[Start of Data to process]
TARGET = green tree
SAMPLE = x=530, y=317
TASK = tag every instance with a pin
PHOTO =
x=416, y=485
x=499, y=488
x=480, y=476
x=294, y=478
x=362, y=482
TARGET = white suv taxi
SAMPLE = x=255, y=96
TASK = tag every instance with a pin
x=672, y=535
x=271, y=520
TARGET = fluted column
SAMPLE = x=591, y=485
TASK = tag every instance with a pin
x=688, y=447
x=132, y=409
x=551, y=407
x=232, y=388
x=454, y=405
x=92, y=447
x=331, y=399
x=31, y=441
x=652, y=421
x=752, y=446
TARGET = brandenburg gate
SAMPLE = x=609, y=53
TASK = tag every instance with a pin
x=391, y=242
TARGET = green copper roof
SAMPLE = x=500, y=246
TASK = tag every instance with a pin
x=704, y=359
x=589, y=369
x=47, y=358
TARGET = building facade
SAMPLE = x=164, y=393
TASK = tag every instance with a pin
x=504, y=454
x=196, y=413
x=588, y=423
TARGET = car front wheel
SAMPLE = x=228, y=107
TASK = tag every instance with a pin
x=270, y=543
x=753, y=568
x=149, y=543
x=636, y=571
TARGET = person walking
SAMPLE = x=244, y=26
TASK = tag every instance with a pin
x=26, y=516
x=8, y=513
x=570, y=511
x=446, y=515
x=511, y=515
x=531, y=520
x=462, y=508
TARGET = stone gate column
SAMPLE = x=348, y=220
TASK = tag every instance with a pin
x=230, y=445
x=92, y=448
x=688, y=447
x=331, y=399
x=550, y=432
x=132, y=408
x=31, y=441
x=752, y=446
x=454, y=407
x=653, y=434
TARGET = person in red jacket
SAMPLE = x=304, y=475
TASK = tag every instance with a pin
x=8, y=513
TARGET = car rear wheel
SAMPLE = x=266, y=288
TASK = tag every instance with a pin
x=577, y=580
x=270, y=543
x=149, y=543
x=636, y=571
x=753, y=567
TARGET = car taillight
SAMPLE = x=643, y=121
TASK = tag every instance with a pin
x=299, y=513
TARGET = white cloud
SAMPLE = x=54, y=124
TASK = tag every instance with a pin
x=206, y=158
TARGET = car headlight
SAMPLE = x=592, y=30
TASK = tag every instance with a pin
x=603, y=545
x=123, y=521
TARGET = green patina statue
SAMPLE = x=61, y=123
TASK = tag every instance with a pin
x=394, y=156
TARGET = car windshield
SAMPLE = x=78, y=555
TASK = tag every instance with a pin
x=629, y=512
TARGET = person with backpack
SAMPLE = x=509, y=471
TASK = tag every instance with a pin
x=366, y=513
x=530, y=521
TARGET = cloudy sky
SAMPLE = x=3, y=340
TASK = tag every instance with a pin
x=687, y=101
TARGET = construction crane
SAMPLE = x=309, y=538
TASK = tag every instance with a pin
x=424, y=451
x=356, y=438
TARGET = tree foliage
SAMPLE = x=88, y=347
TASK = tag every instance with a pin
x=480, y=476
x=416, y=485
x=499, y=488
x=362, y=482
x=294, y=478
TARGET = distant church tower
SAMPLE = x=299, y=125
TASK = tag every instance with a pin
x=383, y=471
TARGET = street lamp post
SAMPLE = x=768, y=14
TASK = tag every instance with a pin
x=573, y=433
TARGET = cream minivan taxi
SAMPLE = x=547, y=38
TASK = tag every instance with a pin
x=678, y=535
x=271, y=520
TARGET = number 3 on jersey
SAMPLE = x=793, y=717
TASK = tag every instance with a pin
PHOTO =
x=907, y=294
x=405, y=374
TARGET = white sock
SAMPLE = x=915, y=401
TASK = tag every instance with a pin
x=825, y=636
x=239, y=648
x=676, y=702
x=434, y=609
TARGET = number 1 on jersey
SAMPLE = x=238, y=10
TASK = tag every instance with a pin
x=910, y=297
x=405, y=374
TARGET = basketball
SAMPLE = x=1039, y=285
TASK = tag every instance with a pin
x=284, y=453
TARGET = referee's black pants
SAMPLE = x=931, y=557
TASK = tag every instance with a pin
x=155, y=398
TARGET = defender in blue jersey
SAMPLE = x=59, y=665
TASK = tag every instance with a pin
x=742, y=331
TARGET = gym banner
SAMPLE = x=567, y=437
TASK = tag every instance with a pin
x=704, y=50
[End of Data to process]
▶ **Short problem**: Rewrite the material from the line with "TARGET = white cloud" to the line with "x=434, y=609", both included, keeping every line and adding 142 to each x and y value in the answer coordinates.

▶ **Output below**:
TARGET = white cloud
SAMPLE = x=54, y=124
TASK = tag every instance with a pin
x=348, y=300
TARGET = car headlight
SAMPLE = x=592, y=30
TASK = tag every instance with a pin
x=745, y=687
x=265, y=663
TARGET = green patina statue
SAMPLE = x=61, y=123
TASK = tag every instance with a pin
x=536, y=298
TARGET = car windshield
SAMPLE = x=78, y=555
TASK = tag every instance with a pin
x=771, y=654
TARGET = person with backpack
SAMPLE = x=509, y=471
TASK = tag every instance with a pin
x=508, y=655
x=672, y=663
TARGET = cloudy sky
SAMPLE = x=3, y=340
TASK = tag every instance with a pin
x=829, y=243
TARGET = construction crane
SAMPLE = x=309, y=538
TASK = tag every instance with a pin
x=566, y=593
x=498, y=580
TARGET = tree foliage
SAMPLE = x=88, y=347
TASK = tag every instance with a pin
x=622, y=618
x=558, y=627
x=641, y=630
x=504, y=624
x=436, y=620
TARGET = distant church tower
SAMPLE = x=299, y=125
TASK = tag every instance with a pin
x=525, y=613
TARGET = street lamp post
SAMPLE = x=768, y=14
TASK = tag every instance with a pin
x=715, y=575
TARGET = cream minivan taxi
SAMPLE = x=547, y=38
TASK = tag every instance with a pin
x=820, y=677
x=413, y=662
TARGET = number 3 on jersey
SAMPLE = x=793, y=717
TASK = tag every instance with a pin
PHOTO =
x=1049, y=436
x=547, y=516
TARGET = white sock
SAMPLE = x=915, y=401
TASK = tag every instance with a pin
x=967, y=778
x=381, y=790
x=818, y=844
x=576, y=751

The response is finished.